All relevant evidence is generally admissible, unless excluded by federal law; and irrelevant evidence is inadmissible. FED. R. EVID. 402. Rule 401 defines "relevant evidence" as evidence "having any tendency to make the existence of any fact that is a consequence to the determination of the action more probable or less probable than it would be without the evidence." FED. R. EVID. 401 (emphasis added).

Additionally, evidence of uncharged criminal conduct may be relevant and admissible under Rule 404(b) for any purpose, other than to show a defendant's criminal propensity, including as "proof of motive, opportunity, intent, preparation, plan, knowledge, identity, or absence of mistake or accident." FED. R. EVID. 404(b). "Under the `inclusionary' approach followed in this circuit, `evidence of prior crimes, wrongs, or acts is admissible for any purpose other than to show a defendant's criminal propensity,' as long as it is `relevant to some disputed issue in the trial' and satisfies the probative-prejudice balancing test of [Federal Rule of Evidence] 403." United States v. Brennan, 798 F.2d 581, 589 (2d Cir. 1986) (citing United States v. Harris, 733 F.2d 994, 1006 (2d Cir.1984); United States v. Figueroa, 618 F.2d 934, 939 (2d Cir.1980)). "A district court has broad discretion to admit evidence pursuant to Rule 404(b)," and its ruling will not be overturned on appeal absent an abuse of discretion. Id.

> **DATA UNDER STUDY**:

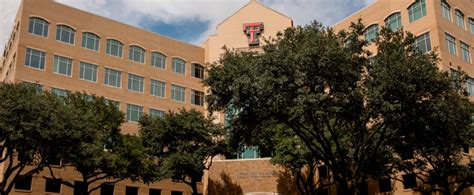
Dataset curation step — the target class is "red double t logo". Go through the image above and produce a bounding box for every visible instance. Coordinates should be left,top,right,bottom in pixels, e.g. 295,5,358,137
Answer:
244,22,263,46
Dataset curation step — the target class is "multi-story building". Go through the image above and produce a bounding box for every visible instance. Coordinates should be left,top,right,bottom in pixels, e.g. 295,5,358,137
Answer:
0,0,292,195
0,0,474,195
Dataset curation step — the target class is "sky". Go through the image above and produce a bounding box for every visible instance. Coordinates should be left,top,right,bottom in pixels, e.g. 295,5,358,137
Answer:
0,0,373,52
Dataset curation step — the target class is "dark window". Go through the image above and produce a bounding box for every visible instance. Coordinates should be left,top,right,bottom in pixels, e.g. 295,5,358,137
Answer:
379,178,392,192
74,181,86,195
15,176,33,190
125,186,138,195
191,64,204,79
100,185,114,195
402,174,416,189
148,189,161,195
318,166,328,179
171,191,183,195
44,178,61,193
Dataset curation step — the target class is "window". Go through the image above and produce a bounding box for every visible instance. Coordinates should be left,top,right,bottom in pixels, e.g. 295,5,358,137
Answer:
127,104,143,122
415,32,431,53
56,25,76,45
15,176,33,191
100,185,115,195
455,10,466,29
28,17,49,37
104,68,122,87
44,178,61,193
128,45,145,64
445,33,457,55
408,0,426,23
128,74,145,93
466,77,474,96
469,18,474,34
148,189,161,195
402,174,416,189
51,87,68,97
173,58,186,75
364,24,379,42
151,52,166,69
105,39,123,58
125,186,138,195
171,85,185,102
82,32,100,51
385,12,402,31
79,62,97,82
318,165,329,179
150,108,165,117
25,48,46,70
191,64,204,79
74,181,86,195
191,90,204,106
461,41,471,63
53,56,72,76
441,1,451,21
150,79,166,97
379,178,392,192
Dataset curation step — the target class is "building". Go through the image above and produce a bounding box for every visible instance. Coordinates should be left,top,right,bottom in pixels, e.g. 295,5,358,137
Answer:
0,0,474,195
0,0,292,195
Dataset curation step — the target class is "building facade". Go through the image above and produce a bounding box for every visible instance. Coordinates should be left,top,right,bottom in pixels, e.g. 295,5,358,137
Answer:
0,0,474,195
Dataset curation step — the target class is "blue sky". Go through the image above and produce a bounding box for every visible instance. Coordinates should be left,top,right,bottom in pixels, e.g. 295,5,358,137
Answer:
0,0,373,52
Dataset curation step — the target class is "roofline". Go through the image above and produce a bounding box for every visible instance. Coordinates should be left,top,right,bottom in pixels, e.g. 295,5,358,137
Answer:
216,0,293,29
331,0,379,28
50,0,202,48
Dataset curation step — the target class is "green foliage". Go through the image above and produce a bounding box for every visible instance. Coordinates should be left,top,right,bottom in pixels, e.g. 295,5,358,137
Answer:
204,21,472,194
140,110,225,194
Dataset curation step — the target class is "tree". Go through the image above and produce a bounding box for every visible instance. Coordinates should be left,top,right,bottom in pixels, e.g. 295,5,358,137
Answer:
49,93,148,194
139,109,224,195
0,83,65,194
367,29,474,194
204,22,472,194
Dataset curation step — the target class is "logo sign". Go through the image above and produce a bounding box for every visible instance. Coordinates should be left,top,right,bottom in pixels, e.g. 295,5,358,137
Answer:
244,22,263,46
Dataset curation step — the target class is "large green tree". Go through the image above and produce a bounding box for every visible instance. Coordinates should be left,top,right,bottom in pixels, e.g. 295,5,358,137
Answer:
367,29,474,194
49,93,150,194
140,109,225,195
0,83,66,194
204,20,469,194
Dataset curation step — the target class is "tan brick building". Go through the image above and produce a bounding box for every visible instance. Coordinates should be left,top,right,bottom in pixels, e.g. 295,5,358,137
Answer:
0,0,474,195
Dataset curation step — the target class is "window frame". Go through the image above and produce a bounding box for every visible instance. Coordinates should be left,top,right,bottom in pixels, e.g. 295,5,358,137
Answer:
408,0,428,23
56,24,76,45
171,57,186,76
53,55,74,77
415,32,433,53
79,61,99,83
171,84,186,103
81,31,100,52
454,9,466,30
128,45,146,64
104,67,122,89
128,73,145,93
25,47,47,71
364,23,379,43
150,51,166,70
125,104,143,123
105,39,124,58
28,16,50,38
384,12,403,31
441,0,453,22
459,41,472,63
191,63,204,79
150,79,166,98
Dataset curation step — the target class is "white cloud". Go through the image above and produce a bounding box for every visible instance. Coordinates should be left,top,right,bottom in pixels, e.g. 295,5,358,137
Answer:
0,0,373,54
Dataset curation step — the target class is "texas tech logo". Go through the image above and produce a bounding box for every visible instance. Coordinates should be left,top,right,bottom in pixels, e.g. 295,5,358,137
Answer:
244,22,263,46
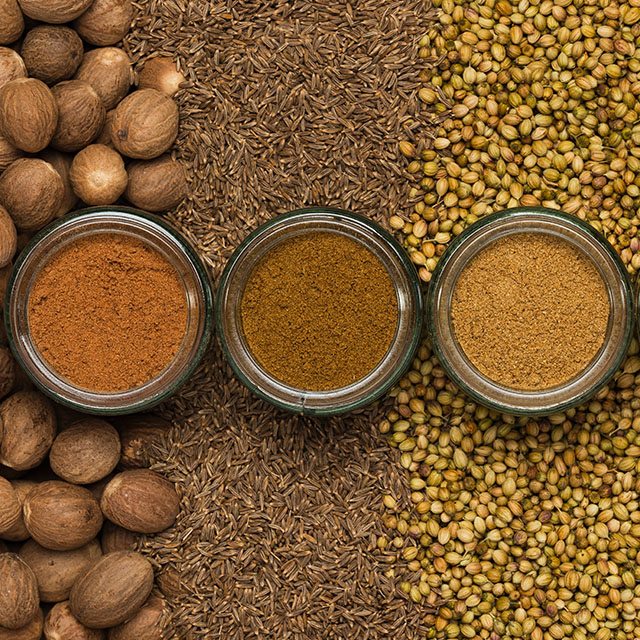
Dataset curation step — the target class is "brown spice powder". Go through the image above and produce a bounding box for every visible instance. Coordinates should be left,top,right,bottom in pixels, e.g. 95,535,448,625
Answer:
28,234,187,392
451,233,610,390
241,232,398,391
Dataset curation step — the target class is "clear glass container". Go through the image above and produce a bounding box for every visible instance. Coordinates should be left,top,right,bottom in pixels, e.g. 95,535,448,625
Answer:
426,207,634,415
5,207,213,415
216,208,423,415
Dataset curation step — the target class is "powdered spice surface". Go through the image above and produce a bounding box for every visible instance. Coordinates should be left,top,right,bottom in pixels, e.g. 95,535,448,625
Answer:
241,232,398,391
28,234,187,392
451,233,610,390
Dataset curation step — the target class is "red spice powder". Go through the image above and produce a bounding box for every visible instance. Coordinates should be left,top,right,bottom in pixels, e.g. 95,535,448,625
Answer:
27,234,187,392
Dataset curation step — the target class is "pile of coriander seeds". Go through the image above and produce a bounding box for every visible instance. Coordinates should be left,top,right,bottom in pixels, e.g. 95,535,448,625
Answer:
378,0,640,640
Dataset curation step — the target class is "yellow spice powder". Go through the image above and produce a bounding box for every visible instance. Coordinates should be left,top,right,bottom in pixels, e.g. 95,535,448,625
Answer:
451,232,610,390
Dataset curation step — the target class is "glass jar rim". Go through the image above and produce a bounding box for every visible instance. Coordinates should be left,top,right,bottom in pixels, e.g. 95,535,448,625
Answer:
4,206,213,416
215,207,424,416
426,207,635,416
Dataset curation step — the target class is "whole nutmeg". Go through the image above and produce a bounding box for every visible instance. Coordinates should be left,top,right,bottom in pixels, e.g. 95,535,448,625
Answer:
138,56,185,97
0,78,58,153
0,608,44,640
109,595,166,640
22,480,102,551
0,206,18,268
100,520,138,553
73,0,133,47
40,149,78,218
0,391,56,471
111,89,178,160
0,553,39,629
2,478,38,542
51,80,107,151
44,600,106,640
69,551,153,629
20,24,84,84
124,155,187,211
69,144,128,205
100,469,180,533
116,413,171,469
0,158,64,231
0,47,27,87
0,476,22,538
49,418,120,484
18,0,93,24
20,540,102,602
75,47,133,111
0,0,24,44
0,135,21,173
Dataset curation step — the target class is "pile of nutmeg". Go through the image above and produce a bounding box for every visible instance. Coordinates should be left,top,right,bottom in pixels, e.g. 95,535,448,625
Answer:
0,0,191,640
0,0,186,256
0,382,179,640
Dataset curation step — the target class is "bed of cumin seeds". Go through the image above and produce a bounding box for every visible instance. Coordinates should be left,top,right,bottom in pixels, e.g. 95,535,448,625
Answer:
125,0,432,640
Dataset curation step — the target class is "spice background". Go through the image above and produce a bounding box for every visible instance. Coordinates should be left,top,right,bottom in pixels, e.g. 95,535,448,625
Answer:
126,0,432,640
126,0,640,640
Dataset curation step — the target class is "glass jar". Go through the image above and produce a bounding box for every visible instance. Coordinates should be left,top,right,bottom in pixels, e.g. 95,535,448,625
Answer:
216,208,423,415
5,207,213,415
426,207,634,415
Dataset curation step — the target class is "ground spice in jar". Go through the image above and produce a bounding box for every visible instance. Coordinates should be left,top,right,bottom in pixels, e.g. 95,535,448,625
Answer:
27,234,187,392
241,232,398,391
451,233,610,390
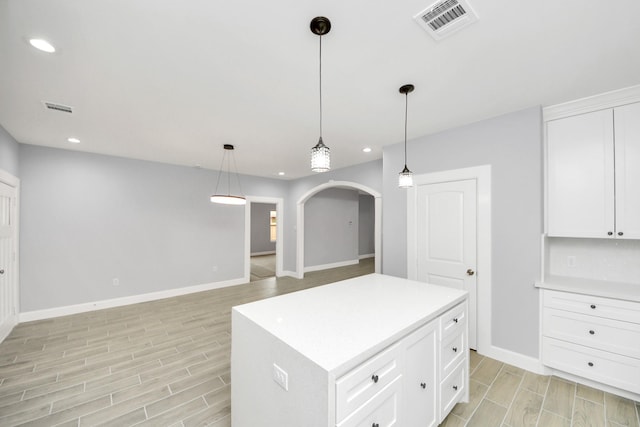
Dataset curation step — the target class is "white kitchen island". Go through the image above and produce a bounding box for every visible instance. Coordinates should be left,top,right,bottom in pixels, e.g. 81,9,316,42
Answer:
231,274,469,427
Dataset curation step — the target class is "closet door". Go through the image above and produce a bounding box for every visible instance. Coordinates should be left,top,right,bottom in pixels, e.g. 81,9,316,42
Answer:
547,109,615,238
614,103,640,239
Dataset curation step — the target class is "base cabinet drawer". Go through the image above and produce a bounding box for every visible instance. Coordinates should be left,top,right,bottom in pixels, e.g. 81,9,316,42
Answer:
338,376,402,427
440,363,467,420
542,337,640,393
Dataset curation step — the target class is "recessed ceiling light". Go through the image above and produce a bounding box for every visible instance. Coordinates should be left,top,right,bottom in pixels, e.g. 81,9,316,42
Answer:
29,39,56,53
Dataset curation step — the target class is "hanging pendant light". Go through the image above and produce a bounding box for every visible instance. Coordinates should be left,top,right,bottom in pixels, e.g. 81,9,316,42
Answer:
398,85,415,188
309,16,331,172
211,144,247,205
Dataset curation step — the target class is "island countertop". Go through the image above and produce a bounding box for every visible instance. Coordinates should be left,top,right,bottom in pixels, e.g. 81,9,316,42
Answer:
233,274,467,375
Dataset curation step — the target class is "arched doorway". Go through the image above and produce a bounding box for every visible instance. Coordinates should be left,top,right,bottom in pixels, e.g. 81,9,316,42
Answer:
296,181,382,279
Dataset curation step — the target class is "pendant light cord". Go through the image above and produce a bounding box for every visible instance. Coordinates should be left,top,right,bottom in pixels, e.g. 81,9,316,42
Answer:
404,93,409,168
319,35,322,139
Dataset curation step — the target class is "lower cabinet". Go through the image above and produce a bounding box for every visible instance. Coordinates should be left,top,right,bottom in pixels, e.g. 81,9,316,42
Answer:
336,303,469,427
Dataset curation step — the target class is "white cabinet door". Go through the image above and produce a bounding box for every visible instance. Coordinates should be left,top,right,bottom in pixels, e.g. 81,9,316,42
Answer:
404,322,438,427
547,109,616,238
614,103,640,239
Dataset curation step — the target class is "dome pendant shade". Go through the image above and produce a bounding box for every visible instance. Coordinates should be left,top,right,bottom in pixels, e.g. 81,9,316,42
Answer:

> **PROBLEM 1**:
According to the passage on evidence admissibility, when will an appeals court overturn a district court's ruling admitting evidence under Rule 404(b)?
> **PROBLEM 2**:
Please list each purpose that the passage on evidence admissibility quotes from Rule 404(b) as a permitted use of evidence of uncharged criminal conduct.

> **ANSWER 1**:
Only if the district court abused its discretion.

> **ANSWER 2**:
- Proof of motive
- Opportunity
- Intent
- Preparation
- Plan
- Knowledge
- Identity
- Absence of mistake or accident